** Source data follows **

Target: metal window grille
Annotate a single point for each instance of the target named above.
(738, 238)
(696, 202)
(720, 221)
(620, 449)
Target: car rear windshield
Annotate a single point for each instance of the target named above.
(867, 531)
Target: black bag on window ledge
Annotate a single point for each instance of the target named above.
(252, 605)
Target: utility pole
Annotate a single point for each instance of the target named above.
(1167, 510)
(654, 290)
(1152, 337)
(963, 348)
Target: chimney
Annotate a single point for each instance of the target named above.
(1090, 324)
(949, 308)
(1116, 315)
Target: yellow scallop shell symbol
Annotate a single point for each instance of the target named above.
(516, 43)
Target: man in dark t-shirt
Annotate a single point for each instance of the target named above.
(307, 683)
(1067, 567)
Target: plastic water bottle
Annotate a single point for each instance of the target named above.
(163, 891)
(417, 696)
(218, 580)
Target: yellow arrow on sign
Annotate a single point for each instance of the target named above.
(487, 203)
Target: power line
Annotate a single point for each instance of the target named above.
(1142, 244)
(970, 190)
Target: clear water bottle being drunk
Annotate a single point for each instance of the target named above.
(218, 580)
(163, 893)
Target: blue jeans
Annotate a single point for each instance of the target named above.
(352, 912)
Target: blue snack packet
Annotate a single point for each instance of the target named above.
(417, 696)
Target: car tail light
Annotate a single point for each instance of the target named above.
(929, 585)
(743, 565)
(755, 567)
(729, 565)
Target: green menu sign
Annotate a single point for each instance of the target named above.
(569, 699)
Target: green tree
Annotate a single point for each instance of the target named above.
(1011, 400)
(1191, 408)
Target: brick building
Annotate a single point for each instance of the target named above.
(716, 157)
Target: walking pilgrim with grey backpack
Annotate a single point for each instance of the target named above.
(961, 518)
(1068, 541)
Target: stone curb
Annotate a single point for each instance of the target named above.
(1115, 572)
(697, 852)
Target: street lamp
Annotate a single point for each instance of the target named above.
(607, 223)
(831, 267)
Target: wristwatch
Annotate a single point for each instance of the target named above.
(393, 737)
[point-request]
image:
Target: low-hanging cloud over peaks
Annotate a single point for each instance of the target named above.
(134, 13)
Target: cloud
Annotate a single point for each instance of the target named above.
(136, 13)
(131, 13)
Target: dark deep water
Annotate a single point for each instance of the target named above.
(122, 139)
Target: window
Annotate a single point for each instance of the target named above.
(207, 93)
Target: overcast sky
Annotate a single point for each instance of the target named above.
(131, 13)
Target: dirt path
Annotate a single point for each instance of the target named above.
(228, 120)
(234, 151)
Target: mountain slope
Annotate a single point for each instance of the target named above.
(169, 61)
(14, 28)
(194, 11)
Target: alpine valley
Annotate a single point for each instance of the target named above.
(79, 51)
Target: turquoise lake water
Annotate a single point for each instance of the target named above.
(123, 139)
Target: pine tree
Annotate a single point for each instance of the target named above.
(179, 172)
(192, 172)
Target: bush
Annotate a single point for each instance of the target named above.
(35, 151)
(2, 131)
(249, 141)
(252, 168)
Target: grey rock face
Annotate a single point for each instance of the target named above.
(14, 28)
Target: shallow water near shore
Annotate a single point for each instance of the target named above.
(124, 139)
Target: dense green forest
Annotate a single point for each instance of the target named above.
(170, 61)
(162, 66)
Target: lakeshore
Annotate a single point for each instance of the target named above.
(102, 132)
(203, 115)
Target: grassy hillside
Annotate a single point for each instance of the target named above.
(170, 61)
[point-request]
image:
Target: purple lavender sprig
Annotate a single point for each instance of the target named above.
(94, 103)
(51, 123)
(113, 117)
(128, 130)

** End of Source data **

All that belongs in your answer is the stretch of entries above from the line with "Target: street lamp" through the line with "Target: dark deep water", printed exactly.

**Task result**
Target: street lamp
Annotate a single point for each instance of the target named above.
(607, 223)
(831, 267)
Target: wristwatch
Annotate a single point for each instance of the target named above.
(393, 737)
[point-request]
image:
Target: low-hanging cloud over peaks
Annotate a single point for each instance of the target named above.
(134, 13)
Target: cloud
Annotate a single point for each instance of the target named above.
(136, 13)
(131, 13)
Target: dark deep water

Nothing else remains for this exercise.